Information:
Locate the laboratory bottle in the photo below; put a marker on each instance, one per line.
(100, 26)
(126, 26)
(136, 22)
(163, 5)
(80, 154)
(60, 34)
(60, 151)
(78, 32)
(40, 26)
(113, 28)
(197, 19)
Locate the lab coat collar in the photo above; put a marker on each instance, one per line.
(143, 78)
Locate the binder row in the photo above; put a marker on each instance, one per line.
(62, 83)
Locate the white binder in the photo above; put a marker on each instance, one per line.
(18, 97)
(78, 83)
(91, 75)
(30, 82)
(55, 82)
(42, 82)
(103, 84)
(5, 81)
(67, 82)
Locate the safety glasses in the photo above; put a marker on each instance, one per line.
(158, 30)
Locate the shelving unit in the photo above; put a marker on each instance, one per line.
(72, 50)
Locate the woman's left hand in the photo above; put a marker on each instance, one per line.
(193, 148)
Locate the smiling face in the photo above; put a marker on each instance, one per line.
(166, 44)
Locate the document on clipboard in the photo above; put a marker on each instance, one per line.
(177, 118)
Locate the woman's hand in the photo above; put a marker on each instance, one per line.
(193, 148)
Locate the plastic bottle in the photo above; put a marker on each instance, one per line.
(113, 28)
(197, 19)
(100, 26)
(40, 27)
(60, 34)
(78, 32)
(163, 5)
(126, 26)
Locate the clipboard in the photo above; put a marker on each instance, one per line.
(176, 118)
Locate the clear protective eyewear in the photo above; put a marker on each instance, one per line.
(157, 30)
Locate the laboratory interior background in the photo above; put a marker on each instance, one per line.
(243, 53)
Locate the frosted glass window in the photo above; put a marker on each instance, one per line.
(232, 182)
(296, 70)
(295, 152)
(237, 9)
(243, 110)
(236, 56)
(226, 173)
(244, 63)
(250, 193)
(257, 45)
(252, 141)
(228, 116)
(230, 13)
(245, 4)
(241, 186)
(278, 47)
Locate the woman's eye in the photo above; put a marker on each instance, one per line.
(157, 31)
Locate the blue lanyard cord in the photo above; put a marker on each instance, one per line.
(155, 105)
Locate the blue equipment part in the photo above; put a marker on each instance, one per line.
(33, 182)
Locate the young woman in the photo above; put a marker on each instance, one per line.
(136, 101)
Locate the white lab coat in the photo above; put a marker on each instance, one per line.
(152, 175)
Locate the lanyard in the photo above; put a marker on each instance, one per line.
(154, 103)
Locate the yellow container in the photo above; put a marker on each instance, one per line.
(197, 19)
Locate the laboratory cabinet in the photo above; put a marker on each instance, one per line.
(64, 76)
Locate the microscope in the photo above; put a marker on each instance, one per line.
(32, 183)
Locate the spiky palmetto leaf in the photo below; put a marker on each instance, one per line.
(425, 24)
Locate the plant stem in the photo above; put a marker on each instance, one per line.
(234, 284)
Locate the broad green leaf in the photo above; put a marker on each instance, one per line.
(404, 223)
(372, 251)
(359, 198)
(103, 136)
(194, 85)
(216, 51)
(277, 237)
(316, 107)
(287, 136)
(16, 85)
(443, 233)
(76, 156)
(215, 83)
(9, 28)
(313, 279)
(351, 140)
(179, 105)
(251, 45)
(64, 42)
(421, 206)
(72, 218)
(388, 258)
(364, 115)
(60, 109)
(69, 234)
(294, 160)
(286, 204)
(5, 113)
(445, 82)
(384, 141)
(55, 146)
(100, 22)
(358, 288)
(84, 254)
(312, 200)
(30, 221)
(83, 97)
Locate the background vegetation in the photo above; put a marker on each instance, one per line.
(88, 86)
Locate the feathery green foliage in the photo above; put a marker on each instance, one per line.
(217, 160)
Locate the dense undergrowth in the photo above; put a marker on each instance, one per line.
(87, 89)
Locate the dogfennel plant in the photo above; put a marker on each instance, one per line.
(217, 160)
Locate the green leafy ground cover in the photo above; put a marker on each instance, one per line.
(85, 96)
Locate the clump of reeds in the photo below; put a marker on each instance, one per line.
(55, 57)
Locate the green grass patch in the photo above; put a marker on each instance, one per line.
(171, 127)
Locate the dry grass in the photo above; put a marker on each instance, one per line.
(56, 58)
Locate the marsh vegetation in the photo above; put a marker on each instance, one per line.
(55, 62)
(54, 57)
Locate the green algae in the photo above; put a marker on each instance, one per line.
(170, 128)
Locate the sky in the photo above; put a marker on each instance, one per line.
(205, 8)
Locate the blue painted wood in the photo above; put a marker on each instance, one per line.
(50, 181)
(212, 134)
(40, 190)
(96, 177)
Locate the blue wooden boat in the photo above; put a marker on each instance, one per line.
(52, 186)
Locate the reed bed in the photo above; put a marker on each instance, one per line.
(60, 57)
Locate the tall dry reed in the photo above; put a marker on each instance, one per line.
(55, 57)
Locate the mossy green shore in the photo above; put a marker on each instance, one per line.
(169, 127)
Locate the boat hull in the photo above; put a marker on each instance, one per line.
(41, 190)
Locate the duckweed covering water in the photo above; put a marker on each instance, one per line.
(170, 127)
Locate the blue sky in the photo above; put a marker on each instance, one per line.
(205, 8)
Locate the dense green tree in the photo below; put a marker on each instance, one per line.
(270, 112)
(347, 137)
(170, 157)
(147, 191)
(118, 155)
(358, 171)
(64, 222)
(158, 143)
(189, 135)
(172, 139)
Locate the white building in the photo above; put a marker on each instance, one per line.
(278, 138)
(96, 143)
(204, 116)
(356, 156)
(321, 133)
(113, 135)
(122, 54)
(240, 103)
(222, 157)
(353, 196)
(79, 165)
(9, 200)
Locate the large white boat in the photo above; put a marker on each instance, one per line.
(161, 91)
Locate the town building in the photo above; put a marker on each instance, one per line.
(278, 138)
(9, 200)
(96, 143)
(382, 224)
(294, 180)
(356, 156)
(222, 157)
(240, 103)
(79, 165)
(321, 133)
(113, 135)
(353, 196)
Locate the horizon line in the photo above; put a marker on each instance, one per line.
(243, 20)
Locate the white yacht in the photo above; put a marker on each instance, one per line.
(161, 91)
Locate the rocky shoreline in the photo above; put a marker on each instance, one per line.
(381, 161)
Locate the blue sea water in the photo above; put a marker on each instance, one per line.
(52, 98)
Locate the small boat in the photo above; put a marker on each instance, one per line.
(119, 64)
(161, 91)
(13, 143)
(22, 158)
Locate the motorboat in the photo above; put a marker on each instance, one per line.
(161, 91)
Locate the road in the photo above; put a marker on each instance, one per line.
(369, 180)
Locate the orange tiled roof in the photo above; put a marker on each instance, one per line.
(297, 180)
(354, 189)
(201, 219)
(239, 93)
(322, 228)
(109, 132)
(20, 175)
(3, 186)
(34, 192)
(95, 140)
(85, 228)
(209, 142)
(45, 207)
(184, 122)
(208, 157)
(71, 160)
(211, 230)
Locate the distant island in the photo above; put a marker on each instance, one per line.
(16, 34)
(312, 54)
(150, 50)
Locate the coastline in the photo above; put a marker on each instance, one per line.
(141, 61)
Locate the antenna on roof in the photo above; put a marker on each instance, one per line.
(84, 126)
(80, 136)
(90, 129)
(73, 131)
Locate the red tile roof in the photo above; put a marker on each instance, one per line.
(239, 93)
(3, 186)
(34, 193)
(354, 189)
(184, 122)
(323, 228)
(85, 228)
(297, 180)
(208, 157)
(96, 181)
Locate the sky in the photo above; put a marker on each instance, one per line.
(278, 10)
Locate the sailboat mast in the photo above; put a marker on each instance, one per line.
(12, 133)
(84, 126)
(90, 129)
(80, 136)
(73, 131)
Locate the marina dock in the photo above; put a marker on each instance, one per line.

Exercise instructions:
Your task is to output the material above exactly.

Task solution:
Locate the laboratory bottle in the photo below; put a marker on each instance, one per line.
(100, 26)
(126, 26)
(136, 22)
(163, 5)
(80, 154)
(60, 34)
(60, 151)
(78, 32)
(40, 26)
(113, 28)
(197, 19)
Locate the lab coat collar in the photo above; put a marker on each instance, one per line.
(143, 78)
Locate the binder row in the photo above; put a marker on each instance, one per line.
(62, 83)
Locate the white binder in the photo above; put a marker on each instance, one per line.
(18, 97)
(78, 83)
(91, 75)
(30, 82)
(55, 82)
(42, 82)
(103, 84)
(5, 81)
(67, 82)
Locate the safety glasses in the photo above; put a marker on each instance, one per line.
(158, 30)
Locate the shelving unit in the photo above; put a marker on each instance, one per line.
(72, 50)
Locate the woman's left hand in the photo above; put a marker on each instance, one per line.
(193, 148)
Locate the smiling face in the photo above; put a marker on each instance, one per line.
(166, 44)
Locate the document on clipboard in the photo above; put a marker on each instance, one per line.
(177, 118)
Locate the woman's hand in the photo above; put a marker on each instance, one per line.
(193, 148)
Locate the plastic bottle in the photo above; put a marker on each instance, one per line.
(113, 28)
(197, 19)
(100, 26)
(40, 27)
(60, 34)
(78, 32)
(163, 5)
(126, 26)
Locate the clipboard in the photo above; put a marker on each instance, one per line.
(176, 118)
Locate the clear protective eyewear in the photo above; put a marker on each instance, one per line.
(157, 30)
Locate the laboratory interior background in the photo above; put a marker on each instance, one per line.
(243, 53)
Locate the frosted glass window in the photo above; put a marker on each instance, one per line.
(232, 182)
(296, 70)
(295, 152)
(237, 9)
(243, 110)
(236, 56)
(226, 173)
(244, 63)
(250, 193)
(257, 45)
(252, 141)
(228, 116)
(230, 13)
(245, 4)
(241, 186)
(278, 47)
Locate the woman's eye in the photo above; put a marker on each instance, one per line.
(157, 31)
Locate the blue lanyard cord in the photo above; put a marker on each instance, one per line.
(155, 105)
Locate the blue equipment part in the photo above; put a marker on each instance, one per line.
(33, 182)
Locate the young woman in the photo above; put a marker on each instance, one per line.
(136, 101)
Locate the white lab coat in the photo above; put a marker on each instance, one per line.
(152, 175)
Locate the lanyard in the photo above; put a marker on each instance, one per line.
(154, 103)
Locate the yellow container in the photo above; put a marker on each instance, one per line.
(197, 19)
Locate the laboratory cabinet in the photo above; put a marker on each instance, one per line.
(64, 76)
Locate the microscope in the photo above; put a marker on each instance, one per line.
(32, 183)
Locate the spiky palmetto leaf in the photo below; put a marker on each instance, one per line.
(425, 24)
Locate the plant stem in the photo above; put a marker on each instance, one per line.
(234, 284)
Locate the broad green leaf in the photo above; put a marker on each instance, one per line.
(404, 223)
(372, 251)
(359, 198)
(103, 136)
(194, 85)
(216, 51)
(277, 237)
(316, 107)
(287, 136)
(16, 85)
(443, 233)
(76, 156)
(215, 83)
(9, 28)
(313, 279)
(351, 140)
(179, 105)
(251, 45)
(64, 42)
(421, 206)
(72, 218)
(388, 258)
(364, 115)
(60, 109)
(69, 234)
(294, 160)
(286, 204)
(5, 113)
(445, 82)
(384, 141)
(55, 146)
(100, 22)
(358, 288)
(84, 254)
(312, 200)
(30, 221)
(83, 97)
Locate the background vegetation in the photo above; put a marker on each instance, one per line.
(88, 86)
Locate the feathery green foliage in the photo above; put a marker on each instance, one per line.
(217, 160)
Locate the dense undergrowth in the photo above; put a marker on each instance, one per line.
(87, 89)
Locate the dogfennel plant in the photo above; put a marker on each instance, one per line.
(217, 160)
Locate the green leafy ground cover in the photo above; put a marker on each instance, one per line.
(85, 96)
Locate the clump of reeds in the photo below; put a marker on each instance, one per line.
(55, 57)
Locate the green grass patch in the photo above; put a marker on each instance, one per line.
(171, 127)
Locate the dry grass in the photo above; put a marker on each instance, one per line.
(56, 58)
Locate the marsh vegetation in the photo above; put a marker on each instance, one per line.
(55, 62)
(54, 57)
Locate the green algae in the photo above; put a marker on each instance, one per line.
(170, 128)
Locate the sky in the photo above; put a marker on each instance, one per line.
(205, 8)
Locate the blue painted wood in the photo above; put a marker on each instance, one per line.
(50, 181)
(212, 134)
(40, 190)
(96, 177)
Locate the blue wooden boat in the photo above; put a marker on each instance, one per line.
(52, 186)
Locate the reed bed in the photo above; put a marker on each instance, one per line.
(60, 57)
Locate the tall dry reed in the photo above; put a marker on each instance, one per line.
(55, 57)
Locate the mossy green shore in the photo above; put a marker on each instance, one per line.
(169, 127)
Locate the boat hull in the photo above; put a marker on each instance, one per line.
(41, 190)
Locate the duckweed covering water in the photo above; put a marker on each instance, one per line.
(170, 127)
Locate the blue sky in the photo above; put a marker on each instance, one per line.
(205, 8)
Locate the dense green tree in the photo below; put a marker on each instance, one per line.
(270, 112)
(347, 137)
(170, 157)
(147, 191)
(118, 155)
(358, 171)
(64, 222)
(158, 143)
(189, 135)
(172, 139)
Locate the white building in the photo above; put a marker on each instance, one per line.
(278, 138)
(96, 143)
(204, 116)
(356, 156)
(321, 133)
(113, 135)
(122, 54)
(240, 103)
(222, 157)
(353, 196)
(79, 165)
(9, 200)
Locate the large white boat in the photo above; put a marker on each instance, one per line.
(161, 91)
Locate the town building in the photo above; put a marker on each instance, one per line.
(278, 138)
(9, 200)
(96, 143)
(382, 224)
(294, 180)
(356, 156)
(222, 157)
(240, 103)
(79, 165)
(321, 133)
(113, 135)
(353, 196)
Locate the horizon line in the photo above; put a marker on each instance, one per line.
(243, 20)
Locate the white yacht in the photo above; put a marker on each instance, one per line.
(161, 91)
Locate the rocky shoreline in the photo above; put a marker on each instance, one per line.
(381, 161)
Locate the blue sea water in the photo above; put a marker on each instance, one per line.
(52, 98)
Locate the small boat in the photo above; put a marker on each instance, one per line.
(119, 64)
(161, 91)
(13, 143)
(22, 158)
Locate the motorboat in the photo above; put a marker on each instance, one per line.
(161, 91)
Locate the road in the photo above; put a marker on each instance, one per line.
(369, 180)
Locate the orange tiled roof in the photo above; put a marker on each instance, one per line.
(297, 180)
(354, 189)
(201, 219)
(239, 93)
(322, 228)
(109, 132)
(20, 175)
(3, 186)
(34, 192)
(95, 140)
(85, 228)
(209, 142)
(45, 207)
(184, 122)
(208, 157)
(71, 160)
(211, 230)
Locate the distant island in the photo above; put a marker on each instance, one per line.
(16, 34)
(312, 54)
(150, 50)
Locate the coastline in the photo above; put a marker on each instance, one per line.
(141, 61)
Locate the antenna on roof in the photo above; put a marker on each instance, one per line.
(84, 126)
(80, 136)
(90, 129)
(73, 131)
Locate the red tile roof in the photo above; put a marker on each instance, one per line.
(239, 93)
(3, 186)
(34, 193)
(354, 189)
(184, 122)
(323, 228)
(85, 228)
(297, 180)
(208, 157)
(96, 181)
Locate the sky in the photo above; put a marker on each instance, one per line.
(278, 10)
Locate the sailboat mast in the photo above; put a marker on each instance, one per line.
(12, 133)
(84, 126)
(90, 129)
(80, 136)
(73, 131)
Locate the marina dock in the photo above; put a marker on each instance, one per line.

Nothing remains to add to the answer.